** DATA FOR THIS EXERCISE **

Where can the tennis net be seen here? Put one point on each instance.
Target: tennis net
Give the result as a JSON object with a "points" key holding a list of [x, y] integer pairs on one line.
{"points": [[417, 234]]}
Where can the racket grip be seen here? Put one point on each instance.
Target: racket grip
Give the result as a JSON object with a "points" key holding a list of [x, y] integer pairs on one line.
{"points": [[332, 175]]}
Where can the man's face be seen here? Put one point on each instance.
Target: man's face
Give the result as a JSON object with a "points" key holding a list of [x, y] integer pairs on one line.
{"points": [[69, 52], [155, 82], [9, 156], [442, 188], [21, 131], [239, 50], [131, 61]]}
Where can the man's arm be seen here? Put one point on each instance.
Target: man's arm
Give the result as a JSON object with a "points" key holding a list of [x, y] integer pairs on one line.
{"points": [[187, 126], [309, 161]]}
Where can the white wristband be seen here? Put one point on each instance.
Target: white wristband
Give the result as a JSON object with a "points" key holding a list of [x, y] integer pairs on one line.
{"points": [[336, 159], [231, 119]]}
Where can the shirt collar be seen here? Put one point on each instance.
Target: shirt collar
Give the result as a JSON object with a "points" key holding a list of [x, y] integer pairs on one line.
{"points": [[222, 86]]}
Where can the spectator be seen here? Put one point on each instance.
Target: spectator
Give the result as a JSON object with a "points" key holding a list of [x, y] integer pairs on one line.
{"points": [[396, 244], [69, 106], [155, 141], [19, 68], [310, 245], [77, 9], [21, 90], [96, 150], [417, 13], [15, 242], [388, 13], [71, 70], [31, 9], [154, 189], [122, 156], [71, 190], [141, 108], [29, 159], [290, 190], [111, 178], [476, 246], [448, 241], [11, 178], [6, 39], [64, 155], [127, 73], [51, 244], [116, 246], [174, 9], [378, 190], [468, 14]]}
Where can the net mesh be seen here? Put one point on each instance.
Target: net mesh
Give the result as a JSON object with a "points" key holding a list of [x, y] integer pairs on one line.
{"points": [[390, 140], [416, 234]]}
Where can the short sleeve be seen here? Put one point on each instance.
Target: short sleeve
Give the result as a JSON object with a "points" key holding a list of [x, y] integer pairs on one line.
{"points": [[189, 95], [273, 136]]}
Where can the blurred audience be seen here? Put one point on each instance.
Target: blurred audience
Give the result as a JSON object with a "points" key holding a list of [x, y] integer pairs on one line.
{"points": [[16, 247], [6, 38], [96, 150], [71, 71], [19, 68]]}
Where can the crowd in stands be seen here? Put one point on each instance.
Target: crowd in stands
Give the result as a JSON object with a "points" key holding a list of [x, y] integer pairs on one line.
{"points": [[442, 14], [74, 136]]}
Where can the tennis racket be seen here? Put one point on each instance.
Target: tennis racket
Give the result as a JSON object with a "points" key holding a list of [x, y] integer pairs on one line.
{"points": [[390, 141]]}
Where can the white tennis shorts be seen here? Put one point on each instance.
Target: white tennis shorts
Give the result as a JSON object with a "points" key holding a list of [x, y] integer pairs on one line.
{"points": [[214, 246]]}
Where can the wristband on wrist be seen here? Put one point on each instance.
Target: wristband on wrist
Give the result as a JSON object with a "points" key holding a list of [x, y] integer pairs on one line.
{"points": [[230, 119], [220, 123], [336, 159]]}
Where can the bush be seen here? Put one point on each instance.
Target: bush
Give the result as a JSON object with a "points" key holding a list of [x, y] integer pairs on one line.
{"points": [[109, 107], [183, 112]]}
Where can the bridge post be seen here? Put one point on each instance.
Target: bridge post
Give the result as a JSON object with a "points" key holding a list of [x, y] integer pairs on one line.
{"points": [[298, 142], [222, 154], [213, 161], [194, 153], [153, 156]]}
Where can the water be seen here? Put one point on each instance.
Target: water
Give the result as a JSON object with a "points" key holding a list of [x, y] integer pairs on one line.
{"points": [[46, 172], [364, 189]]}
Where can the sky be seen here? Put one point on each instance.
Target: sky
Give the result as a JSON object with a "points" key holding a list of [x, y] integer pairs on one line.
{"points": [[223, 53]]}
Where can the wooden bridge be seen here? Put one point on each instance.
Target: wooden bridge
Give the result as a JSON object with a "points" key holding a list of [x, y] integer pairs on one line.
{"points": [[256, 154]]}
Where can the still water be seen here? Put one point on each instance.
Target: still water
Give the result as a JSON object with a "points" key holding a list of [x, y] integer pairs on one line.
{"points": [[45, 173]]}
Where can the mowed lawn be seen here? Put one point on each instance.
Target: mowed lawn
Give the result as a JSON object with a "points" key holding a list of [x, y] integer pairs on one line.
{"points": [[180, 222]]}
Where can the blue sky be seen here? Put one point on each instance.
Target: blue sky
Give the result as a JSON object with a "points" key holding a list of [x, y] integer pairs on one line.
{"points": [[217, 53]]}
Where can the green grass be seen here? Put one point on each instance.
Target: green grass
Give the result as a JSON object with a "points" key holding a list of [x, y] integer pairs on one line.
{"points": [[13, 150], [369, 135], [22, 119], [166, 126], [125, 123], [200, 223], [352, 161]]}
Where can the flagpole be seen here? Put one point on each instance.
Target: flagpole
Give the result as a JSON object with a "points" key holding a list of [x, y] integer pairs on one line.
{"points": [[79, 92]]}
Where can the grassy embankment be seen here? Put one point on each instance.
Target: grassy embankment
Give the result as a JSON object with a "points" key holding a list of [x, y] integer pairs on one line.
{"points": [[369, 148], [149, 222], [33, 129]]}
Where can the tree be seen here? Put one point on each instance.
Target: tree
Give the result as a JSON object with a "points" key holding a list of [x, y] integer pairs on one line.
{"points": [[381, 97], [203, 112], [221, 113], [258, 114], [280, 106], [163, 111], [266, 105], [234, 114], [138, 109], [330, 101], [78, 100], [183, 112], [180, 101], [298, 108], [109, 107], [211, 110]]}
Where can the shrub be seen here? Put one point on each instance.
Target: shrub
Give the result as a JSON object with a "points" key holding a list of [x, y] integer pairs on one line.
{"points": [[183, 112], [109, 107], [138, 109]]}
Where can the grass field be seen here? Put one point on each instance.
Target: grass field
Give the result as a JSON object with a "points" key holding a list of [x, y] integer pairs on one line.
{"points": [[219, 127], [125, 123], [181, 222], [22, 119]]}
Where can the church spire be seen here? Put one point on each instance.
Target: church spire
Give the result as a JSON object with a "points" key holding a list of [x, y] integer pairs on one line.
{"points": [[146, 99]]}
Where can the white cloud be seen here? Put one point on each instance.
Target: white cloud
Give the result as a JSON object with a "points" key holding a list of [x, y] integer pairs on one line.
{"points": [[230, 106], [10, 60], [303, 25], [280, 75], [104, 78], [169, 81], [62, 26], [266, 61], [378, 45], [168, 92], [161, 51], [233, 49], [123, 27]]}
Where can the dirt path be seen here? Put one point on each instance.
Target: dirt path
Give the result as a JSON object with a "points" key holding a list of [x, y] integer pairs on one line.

** TASK TO COMPLETE **
Filter the listing above down to the lines that contain the word "grassy".

** RESPONSE **
Where can the grassy embankment be seen here? Put one point on each instance.
Target: grassy embankment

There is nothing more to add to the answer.